Hay algo infantil en él, un aire de familia con el Doinel de Los
400 golpes en la manera en que, en un descuido, le roba la billetera a
una mujer y luego, como un cachorro asustado, entierra el dinero en un
pozo. Claro, Igor no es un ladrón. Al fin y al cabo, tiene un futuro
incierto, claro como aprendiz en un taller mecánico.
El simplemente está aprendiendo a sobrevivir, a valerse por sí
mismo de acuerdo con el único modelo que tiene delante, Roger (Olivier
Gourmet), su padre.
¿Y Roger? Tampoco es estrictamente un ladrón. En todo caso,
se dedica al capitalismo a escala reducida: explota sin problemas de conciencia
a los inmigrantes ilegales turcos, africanos, rumanos que
llegan desesperados a Bélgica sin saber que allí hay casi
tanta desocupación como en sus propios países. Una circunstancia
fortuita, sin embargo, impulsará de pronto a Igor a una situación
extrema, en la que sentirá la necesidad de asumir un compromiso,
más allá de sus pequeños intereses o los de su propio
padre.
────────────────────
Consigna 1: ¿Puedes transcribir sin cambios las líneas de las entradas de abajo, empezando en la línea que contiene "foliage so it can anchor a virtual label." y terminando después de la que contiene "xmin=298 ymin=61 xmax=380 ymax=212"?

Listado:
────────────────────
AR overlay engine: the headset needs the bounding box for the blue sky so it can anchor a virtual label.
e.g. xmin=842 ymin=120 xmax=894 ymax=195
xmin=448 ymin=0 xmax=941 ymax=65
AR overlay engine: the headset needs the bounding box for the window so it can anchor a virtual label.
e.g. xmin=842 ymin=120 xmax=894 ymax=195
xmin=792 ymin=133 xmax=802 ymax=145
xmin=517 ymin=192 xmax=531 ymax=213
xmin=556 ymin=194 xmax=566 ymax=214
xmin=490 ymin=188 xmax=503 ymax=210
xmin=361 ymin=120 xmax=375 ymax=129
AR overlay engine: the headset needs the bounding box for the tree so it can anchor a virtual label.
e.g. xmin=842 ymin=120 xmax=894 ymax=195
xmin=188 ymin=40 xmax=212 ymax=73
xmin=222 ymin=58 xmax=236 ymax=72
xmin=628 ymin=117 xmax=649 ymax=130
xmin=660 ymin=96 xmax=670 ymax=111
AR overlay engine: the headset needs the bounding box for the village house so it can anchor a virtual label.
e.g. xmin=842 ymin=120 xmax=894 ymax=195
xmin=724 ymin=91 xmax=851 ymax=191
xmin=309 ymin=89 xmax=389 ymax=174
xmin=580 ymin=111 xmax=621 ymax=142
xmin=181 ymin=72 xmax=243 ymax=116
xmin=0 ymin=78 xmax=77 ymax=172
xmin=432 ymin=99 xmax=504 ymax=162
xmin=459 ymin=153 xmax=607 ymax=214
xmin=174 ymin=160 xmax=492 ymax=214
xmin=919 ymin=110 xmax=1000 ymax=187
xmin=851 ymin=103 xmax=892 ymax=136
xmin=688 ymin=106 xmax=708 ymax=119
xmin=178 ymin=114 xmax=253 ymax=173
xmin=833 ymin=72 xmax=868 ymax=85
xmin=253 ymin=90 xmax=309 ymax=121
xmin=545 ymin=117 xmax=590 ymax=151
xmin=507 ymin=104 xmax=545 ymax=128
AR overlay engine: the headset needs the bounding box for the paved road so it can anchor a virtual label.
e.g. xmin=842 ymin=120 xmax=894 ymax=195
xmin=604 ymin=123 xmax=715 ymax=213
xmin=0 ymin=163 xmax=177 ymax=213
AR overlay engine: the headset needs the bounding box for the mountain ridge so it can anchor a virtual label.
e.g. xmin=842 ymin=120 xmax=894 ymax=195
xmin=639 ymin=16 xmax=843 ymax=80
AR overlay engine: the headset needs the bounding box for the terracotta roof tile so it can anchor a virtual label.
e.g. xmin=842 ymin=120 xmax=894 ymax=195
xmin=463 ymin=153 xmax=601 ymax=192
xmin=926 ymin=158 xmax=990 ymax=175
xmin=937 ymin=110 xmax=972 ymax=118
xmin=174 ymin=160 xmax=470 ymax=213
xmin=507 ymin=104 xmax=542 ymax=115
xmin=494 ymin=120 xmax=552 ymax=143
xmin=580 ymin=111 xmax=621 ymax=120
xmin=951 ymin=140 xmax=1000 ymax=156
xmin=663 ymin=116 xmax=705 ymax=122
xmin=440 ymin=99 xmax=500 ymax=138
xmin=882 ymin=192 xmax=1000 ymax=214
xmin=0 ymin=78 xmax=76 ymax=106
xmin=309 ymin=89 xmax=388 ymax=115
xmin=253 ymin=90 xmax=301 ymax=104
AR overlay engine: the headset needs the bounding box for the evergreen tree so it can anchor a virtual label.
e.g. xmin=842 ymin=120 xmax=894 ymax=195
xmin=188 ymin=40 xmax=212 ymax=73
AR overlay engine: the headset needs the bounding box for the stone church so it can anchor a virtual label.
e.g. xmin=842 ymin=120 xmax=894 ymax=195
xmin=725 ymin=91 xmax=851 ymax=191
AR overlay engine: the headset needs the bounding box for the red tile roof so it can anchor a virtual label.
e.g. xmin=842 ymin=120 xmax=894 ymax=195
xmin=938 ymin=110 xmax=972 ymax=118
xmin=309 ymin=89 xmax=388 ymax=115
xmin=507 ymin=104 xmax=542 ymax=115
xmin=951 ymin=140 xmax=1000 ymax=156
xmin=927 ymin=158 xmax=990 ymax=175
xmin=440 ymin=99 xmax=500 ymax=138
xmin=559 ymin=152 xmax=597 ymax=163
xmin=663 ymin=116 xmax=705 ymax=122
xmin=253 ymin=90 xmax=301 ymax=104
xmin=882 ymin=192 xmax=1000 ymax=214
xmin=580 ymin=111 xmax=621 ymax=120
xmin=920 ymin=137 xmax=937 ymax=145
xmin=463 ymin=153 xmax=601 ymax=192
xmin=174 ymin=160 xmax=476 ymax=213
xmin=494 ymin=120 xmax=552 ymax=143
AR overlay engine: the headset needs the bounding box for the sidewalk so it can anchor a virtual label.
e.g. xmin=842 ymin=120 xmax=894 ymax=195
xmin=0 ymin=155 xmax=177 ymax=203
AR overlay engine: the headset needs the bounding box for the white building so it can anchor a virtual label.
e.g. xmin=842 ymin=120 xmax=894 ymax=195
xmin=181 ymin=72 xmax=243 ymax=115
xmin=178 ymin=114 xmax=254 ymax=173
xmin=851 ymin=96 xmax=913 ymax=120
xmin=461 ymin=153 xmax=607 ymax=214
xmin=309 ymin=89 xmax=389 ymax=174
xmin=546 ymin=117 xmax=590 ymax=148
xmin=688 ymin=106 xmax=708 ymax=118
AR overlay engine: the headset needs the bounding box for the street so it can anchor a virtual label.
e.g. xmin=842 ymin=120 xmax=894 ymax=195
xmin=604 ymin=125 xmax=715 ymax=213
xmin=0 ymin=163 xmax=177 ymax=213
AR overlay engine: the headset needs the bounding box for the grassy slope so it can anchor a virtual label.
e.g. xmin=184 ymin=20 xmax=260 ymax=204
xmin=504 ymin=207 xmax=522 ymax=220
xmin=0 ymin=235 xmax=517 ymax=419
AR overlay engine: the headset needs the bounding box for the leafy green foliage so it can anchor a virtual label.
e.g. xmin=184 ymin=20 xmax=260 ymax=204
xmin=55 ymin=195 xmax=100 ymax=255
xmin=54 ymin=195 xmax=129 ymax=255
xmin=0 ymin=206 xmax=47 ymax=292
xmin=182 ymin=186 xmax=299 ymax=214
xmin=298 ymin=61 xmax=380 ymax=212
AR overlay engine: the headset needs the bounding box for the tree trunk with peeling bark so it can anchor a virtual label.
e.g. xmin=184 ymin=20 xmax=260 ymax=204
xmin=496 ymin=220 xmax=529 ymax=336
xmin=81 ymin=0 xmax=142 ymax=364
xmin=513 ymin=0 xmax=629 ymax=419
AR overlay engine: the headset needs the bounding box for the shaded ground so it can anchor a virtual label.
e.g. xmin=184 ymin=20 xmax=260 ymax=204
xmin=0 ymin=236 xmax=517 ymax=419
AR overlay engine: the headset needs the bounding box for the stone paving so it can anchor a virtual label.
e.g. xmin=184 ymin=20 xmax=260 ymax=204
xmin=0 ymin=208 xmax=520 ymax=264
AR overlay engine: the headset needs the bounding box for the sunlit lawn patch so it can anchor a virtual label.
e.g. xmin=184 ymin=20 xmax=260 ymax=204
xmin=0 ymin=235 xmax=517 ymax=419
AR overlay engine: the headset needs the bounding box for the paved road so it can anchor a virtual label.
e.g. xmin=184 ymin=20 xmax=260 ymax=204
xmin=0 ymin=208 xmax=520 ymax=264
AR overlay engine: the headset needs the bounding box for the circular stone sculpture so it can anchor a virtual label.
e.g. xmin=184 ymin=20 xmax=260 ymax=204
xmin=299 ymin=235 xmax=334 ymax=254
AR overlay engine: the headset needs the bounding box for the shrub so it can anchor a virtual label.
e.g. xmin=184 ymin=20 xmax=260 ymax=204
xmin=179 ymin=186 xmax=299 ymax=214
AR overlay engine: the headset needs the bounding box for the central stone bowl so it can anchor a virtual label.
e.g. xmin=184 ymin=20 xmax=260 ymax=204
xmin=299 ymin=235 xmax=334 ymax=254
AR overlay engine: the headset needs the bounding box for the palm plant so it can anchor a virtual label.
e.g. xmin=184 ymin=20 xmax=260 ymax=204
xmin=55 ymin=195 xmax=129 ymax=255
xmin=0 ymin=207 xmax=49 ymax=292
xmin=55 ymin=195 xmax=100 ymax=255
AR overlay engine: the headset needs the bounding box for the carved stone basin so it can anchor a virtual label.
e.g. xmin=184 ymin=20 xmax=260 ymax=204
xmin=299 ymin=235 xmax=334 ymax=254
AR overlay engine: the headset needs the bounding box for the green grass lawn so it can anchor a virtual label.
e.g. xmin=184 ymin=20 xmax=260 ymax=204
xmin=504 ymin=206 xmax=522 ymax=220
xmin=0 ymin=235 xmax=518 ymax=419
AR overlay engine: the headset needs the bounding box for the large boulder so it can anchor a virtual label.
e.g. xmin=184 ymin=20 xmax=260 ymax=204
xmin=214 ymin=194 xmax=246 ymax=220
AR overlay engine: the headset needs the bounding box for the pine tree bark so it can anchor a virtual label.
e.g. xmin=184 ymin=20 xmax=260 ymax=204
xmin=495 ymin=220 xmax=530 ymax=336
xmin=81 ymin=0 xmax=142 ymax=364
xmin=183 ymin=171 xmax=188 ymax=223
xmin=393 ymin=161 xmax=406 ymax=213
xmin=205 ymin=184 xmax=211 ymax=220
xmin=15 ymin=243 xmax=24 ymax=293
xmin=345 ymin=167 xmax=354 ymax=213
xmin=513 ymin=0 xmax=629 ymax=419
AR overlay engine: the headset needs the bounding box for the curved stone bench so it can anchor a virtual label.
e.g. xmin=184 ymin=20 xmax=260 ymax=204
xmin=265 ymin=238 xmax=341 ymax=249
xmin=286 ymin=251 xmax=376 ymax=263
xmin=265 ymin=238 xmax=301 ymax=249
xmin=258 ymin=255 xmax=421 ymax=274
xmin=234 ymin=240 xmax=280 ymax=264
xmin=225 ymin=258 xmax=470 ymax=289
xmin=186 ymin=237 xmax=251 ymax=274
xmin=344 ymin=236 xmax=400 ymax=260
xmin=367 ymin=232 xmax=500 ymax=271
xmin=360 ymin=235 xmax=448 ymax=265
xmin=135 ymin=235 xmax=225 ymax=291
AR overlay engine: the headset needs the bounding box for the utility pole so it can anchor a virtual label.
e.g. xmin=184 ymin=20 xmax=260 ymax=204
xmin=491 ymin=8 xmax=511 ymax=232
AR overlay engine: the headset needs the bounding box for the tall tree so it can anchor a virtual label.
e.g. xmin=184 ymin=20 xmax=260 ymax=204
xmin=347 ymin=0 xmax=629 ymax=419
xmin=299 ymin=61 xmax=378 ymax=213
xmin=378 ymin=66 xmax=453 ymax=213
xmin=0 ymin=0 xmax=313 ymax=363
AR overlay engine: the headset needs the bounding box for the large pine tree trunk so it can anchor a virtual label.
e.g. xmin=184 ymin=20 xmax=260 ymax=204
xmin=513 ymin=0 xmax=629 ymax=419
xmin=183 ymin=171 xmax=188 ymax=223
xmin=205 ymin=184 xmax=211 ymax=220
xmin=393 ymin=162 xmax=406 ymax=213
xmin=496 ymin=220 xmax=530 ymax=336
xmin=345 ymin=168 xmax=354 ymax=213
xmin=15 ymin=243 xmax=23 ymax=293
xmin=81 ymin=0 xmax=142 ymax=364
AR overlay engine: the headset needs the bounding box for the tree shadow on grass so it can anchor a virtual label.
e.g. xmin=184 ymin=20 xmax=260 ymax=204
────────────────────
Consigna 2: ¿Podrías reproducir tal cual el texto citado de arriba, desde las palabras "Hay algo infantil" hasta las palabras "un taller mecánico.", ambas incluidas?

Resultado esperado 1:
AR overlay engine: the headset needs the bounding box for the leafy green foliage so it can anchor a virtual label.
e.g. xmin=184 ymin=20 xmax=260 ymax=204
xmin=55 ymin=195 xmax=100 ymax=255
xmin=54 ymin=195 xmax=129 ymax=255
xmin=0 ymin=206 xmax=47 ymax=292
xmin=182 ymin=186 xmax=299 ymax=214
xmin=298 ymin=61 xmax=380 ymax=212

Resultado esperado 2:
Hay algo infantil en él, un aire de familia con el Doinel de Los
400 golpes en la manera en que, en un descuido, le roba la billetera a
una mujer y luego, como un cachorro asustado, entierra el dinero en un
pozo. Claro, Igor no es un ladrón. Al fin y al cabo, tiene un futuro
incierto, claro como aprendiz en un taller mecánico.